- Directions: Copy out the items starting with the line that contains "Locate the road" and going on through the line that contains "Target: black car", requests included, and offset every x and y coordinate in the answers by -73.

§

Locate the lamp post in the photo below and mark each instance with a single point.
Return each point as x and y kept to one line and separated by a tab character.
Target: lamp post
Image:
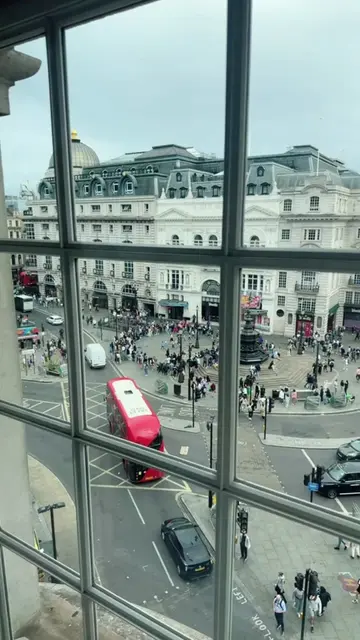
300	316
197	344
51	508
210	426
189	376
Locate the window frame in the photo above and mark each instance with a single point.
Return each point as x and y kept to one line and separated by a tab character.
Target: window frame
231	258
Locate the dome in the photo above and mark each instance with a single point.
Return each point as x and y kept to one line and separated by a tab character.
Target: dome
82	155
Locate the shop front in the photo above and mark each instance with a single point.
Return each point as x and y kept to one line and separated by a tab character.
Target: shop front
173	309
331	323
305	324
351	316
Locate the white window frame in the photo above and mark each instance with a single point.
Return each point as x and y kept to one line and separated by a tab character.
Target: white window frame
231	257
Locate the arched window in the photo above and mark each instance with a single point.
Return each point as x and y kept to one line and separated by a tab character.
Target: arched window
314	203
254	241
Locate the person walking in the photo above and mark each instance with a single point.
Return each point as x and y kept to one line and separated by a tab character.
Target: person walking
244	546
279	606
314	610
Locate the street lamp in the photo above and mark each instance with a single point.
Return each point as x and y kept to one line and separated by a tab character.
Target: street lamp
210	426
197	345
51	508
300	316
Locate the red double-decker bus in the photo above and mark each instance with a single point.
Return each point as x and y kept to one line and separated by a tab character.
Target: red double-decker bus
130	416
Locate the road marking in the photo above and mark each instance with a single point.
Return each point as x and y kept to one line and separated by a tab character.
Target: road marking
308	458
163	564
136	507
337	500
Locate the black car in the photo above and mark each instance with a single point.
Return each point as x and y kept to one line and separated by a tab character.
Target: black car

§

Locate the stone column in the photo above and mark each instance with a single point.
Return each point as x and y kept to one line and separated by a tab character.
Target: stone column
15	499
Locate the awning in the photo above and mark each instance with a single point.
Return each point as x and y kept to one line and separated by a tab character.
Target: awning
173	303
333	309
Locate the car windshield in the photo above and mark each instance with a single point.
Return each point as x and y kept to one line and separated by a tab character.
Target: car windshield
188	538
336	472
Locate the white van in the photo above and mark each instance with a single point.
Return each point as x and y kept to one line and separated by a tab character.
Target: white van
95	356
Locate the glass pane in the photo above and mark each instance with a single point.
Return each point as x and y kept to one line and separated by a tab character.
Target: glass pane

§

- Output below:
Locate the road marking in the photo above and mark each instance with a single point.
Return each point as x and y kept to one line and separated by a tab character.
Target: road marking
235	385
90	491
63	434
264	427
Locate the black car in the photo above and mark each instance with a single point.
Return each point as x and y kept to one line and separated by a tab character.
Target: black car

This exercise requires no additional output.